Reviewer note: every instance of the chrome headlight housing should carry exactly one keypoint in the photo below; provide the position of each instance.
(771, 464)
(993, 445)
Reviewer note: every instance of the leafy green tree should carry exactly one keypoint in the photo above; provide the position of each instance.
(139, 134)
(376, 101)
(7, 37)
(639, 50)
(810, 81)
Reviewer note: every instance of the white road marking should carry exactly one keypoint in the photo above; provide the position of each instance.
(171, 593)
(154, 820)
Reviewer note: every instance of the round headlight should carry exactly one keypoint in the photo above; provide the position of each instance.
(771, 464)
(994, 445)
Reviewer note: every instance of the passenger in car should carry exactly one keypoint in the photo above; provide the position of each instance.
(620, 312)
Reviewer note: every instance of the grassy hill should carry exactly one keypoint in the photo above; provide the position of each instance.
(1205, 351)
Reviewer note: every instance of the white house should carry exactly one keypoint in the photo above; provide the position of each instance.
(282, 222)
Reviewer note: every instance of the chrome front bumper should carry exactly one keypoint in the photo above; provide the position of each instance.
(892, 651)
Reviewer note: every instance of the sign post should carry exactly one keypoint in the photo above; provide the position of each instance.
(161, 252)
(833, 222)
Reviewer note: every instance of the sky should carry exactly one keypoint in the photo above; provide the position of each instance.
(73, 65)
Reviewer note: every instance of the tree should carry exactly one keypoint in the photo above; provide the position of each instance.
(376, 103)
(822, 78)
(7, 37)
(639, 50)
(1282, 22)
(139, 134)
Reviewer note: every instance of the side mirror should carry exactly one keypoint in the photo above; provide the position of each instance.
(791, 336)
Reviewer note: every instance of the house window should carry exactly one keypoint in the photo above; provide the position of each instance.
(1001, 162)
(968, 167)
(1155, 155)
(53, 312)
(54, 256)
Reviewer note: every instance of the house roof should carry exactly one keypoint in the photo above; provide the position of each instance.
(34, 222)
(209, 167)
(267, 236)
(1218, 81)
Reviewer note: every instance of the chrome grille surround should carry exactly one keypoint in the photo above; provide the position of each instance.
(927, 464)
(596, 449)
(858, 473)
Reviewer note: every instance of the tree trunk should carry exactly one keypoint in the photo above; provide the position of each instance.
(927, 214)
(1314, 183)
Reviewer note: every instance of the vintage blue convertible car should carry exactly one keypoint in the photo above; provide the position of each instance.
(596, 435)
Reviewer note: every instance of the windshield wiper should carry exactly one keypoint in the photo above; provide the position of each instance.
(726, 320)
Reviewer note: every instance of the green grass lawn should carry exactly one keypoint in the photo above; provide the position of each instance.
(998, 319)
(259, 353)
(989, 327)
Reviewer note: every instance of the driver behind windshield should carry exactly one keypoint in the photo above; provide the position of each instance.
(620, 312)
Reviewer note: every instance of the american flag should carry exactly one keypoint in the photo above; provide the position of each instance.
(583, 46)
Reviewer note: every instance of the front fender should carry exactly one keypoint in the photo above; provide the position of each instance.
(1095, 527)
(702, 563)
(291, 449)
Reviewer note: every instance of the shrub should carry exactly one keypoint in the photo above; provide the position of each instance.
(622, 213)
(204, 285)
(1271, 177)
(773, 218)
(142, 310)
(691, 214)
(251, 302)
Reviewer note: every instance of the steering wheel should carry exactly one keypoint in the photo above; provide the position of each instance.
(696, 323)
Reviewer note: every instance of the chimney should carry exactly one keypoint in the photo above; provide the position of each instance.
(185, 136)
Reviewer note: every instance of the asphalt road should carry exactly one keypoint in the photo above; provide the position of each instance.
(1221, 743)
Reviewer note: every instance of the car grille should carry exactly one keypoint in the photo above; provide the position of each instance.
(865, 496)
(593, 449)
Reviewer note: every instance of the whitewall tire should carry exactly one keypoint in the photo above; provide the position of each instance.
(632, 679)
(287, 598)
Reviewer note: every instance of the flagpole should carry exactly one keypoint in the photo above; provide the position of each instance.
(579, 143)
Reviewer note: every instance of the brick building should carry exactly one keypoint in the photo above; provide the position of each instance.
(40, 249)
--*--
Problem details » Word for word, repeat each line of the listing.

Exercise solution »
Reviewer note: every instance of the chrome headlight housing should carry exactly one keypoint in the photo below; provide the position of each instance.
(771, 464)
(993, 445)
Reviewer note: every instance of the leafy green tree should carry exactly one keypoint in the photo above; provide the position of each instance.
(139, 134)
(376, 101)
(7, 37)
(639, 50)
(810, 81)
Reviewer note: every instance of the white road marking should carry exactly one keypoint in the photo above; provide the position of each instance.
(171, 593)
(154, 820)
Reviewer note: every instance of the round headlight should carry exactly one keypoint in the photo above; provide the position of each instance.
(771, 464)
(994, 445)
Reviewer note: every instance of the passenger in car should carry exactly one keypoint in the photo above; provide the position of each instance.
(620, 312)
Reviewer note: every instance of the grassy hill should carry exactly one keypoint in the photo above; provide the position of each instance.
(1205, 351)
Reviewer note: every instance of the white house should carry exactly one keypoint in the photo above; provide the position of each instance.
(282, 222)
Reviewer note: every instance of the chrome front bumper should carry exactly one keypoint in the photo above; provide the position of each instance.
(892, 651)
Reviewer note: every instance of the sign post should carry exactly one keypoint in the photo above; provide the position of each instance.
(161, 252)
(833, 222)
Reviewer note: every instance of the sky should carry exactly one keypoint in the photo above; provide the position of each instance.
(73, 65)
Reviewer note: every instance of the tree should carry exactly one keypoint in the photo above; provide the position of each instance.
(376, 103)
(822, 78)
(7, 37)
(639, 50)
(1282, 22)
(139, 134)
Reviewer note: every instance of the side mirror should carry exactly one keypoint in the photo above; provide the position of each instance.
(791, 336)
Reviewer note: every instance of the house window should carry exactly one keypoint in the photo above; provide the position of each instance.
(1001, 162)
(968, 167)
(1155, 155)
(53, 312)
(54, 256)
Reviewer note: every instance of the house roof should carry exactly one keypoint in the photo above; provide the position of each instance.
(34, 222)
(209, 167)
(267, 236)
(1218, 81)
Reviewer note: every instance of the chrome grille surround should carry exactly one keypoint in the photo above; provide the position of each instance.
(927, 464)
(596, 449)
(858, 473)
Reviewer note: every instance of the tree trunk should carry exactly one keypoint in the photo above; provide the position of each instance.
(927, 214)
(1314, 183)
Reviewer note: every instance of the vintage blue convertible car should carry exactly one keypoint in the photo above; provide the position of each instance.
(596, 435)
Reviewer note: every instance of the windshield wiper should carry exactly one keypoint in the photo above; provide the position of each instance.
(726, 320)
Reviewer note: every instance of the green grass lawn should carry exactly one keypoint in the photo above; provide the position of each instance.
(998, 319)
(259, 353)
(989, 327)
Reviewer note: every instance of the driver behind windshield should carry exactly one keypoint in the photo above; provide the position of each instance.
(620, 312)
Reviewer note: every instance of the american flag should carry exactly one keypoint in the photo above; provide the position of each instance.
(583, 46)
Reviewer note: every instance of the front fender should carry exactly one keypoint in the photo above; provide the position of each instance.
(1095, 527)
(702, 563)
(291, 449)
Reviewer note: every instance of the shrub should carry exactly one keypoint in the photo above; provide the position of each instance.
(622, 213)
(204, 285)
(1271, 177)
(773, 218)
(142, 310)
(691, 214)
(251, 302)
Reviewer note: every instance of the steering wheel should carry exactly one keypoint in the photo above; provide the position of each instance.
(696, 323)
Reviewer note: every instance of the chimney should carry exactly one keypoint in the photo above; provide the position of each instance.
(185, 136)
Reviewer note: every instance of the asphalt road should carry exactly one keypoint in the photo above; provide the position of each instance.
(1221, 743)
Reviewer note: every instance of the car grille should carry exactly one keypoint in the photo above; provide the position of each instance.
(865, 496)
(593, 449)
Reviewer note: every instance of the whitewall tire should carry exactly one keypoint in the photo above; provide the position of each instance.
(632, 679)
(287, 598)
Reviewer note: every instance of the flagpole should carry exactly one keypoint in the photo above; provide the position of each instance.
(579, 143)
Reviewer note: every instance of the brick building should carry exactly one keypoint in the photo above; provide the position of each instance.
(40, 249)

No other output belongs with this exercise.